> DOCUMENT PASSAGE:

First, let’s hear from the group that I call the enthusiasts (they are gathered up here in this corner of the room).  They say: “Yes, we are all Christians here.  We all believe in Jesus, we read the Bible, and we are trying to do the best we can.  But you and I know that enthusiasm is the most important thing in the Christian life.  Those of us who are really full of the Spirit know that.  Sometimes when we’re talking about our faith we get carried away and start talking in languages we don’t even understand.  The gift of speaking in tongues is the most important gift.  Now it is the people who have that kind of faith who are the first-class Christians around here.”

Back in the other corner there’s a quiet group of thinkers.  They look up from their books for a moment and say: “That is very interesting the way you are acting over there.  We also believe that there is a place for emotion in religion, but isn’t it really more important that we understand our faith – it’s Biblical basis, it’s theological shape, it’s historical development, and it’s contemporary ethical relevance?  Isn’t it more important that we be able to make, on behalf of the faith, not scrambled, babbling statements of enthusiasm, but clear, cogent and responsible statements of understanding.  Now, it is those of us who have this kind of understanding who really are the first-class Christians around here.”

Over on the other side, there’s a group down on their knees, praying.  They look up, and say; “Yes, enthusiasm is fine, and all those theological ideas are interesting, but you and I know that it is prayer that really matters.  When the Church moves forward, it moves forward on its knees.  It is those of us who have mastered the art of prayer who are on to the real thing.  When we pray, people get well, God hears us and answers us.  Where would the Church be without the spiritual empowerment of our kind of praying?  We are the ones who really understand what it’s all about.  We are the first-class Christians around here.”

Out in the hall by the kitchen, some people stop what they are doing and say: “All that enthusiasm is fine, and all that theology is interesting.  We get worked up once in a while.  We read the lessons.  Every once in while we even know what the preacher is talking about.  We pray every night – we haven’t moved any mountains lately, but you and I know that when there’s some work to be done down at the church, something real, something important –  like cooking a meal, visiting the sick, writing letters to Amnesty International, helping at the Food Bank or raising money for the Mission & Service Fund  – we are the ones who are there.  We are the ones who understand what is really important, we are the first-class Christians around here.”

It seems that when the people gathered as a church, they began fighting, because each one was wrapped up in their own understanding of their gift.  They wanted everyone to do things their way.  The very gifts they were given so that they could work together for the good of the church became the basis of conflict within the Church.  And when the situation became so bad that things were on the verge of falling apart, they finally asked, “Now what are we to do?”

> PROMPT:
In the passage about church groups, which gift do the enthusiasts call the most important?

Point placement data:
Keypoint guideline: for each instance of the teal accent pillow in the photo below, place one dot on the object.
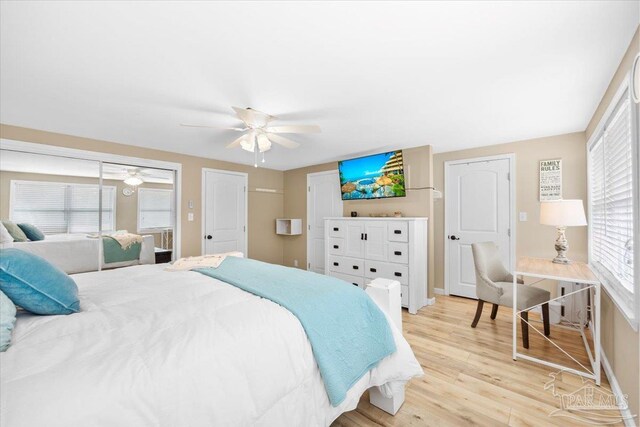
(15, 231)
(36, 285)
(32, 232)
(7, 320)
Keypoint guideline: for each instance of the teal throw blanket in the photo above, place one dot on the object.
(349, 334)
(113, 252)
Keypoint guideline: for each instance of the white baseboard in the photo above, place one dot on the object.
(627, 416)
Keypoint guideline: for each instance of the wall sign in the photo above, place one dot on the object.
(550, 179)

> RESPONSE:
The gift of speaking in tongues.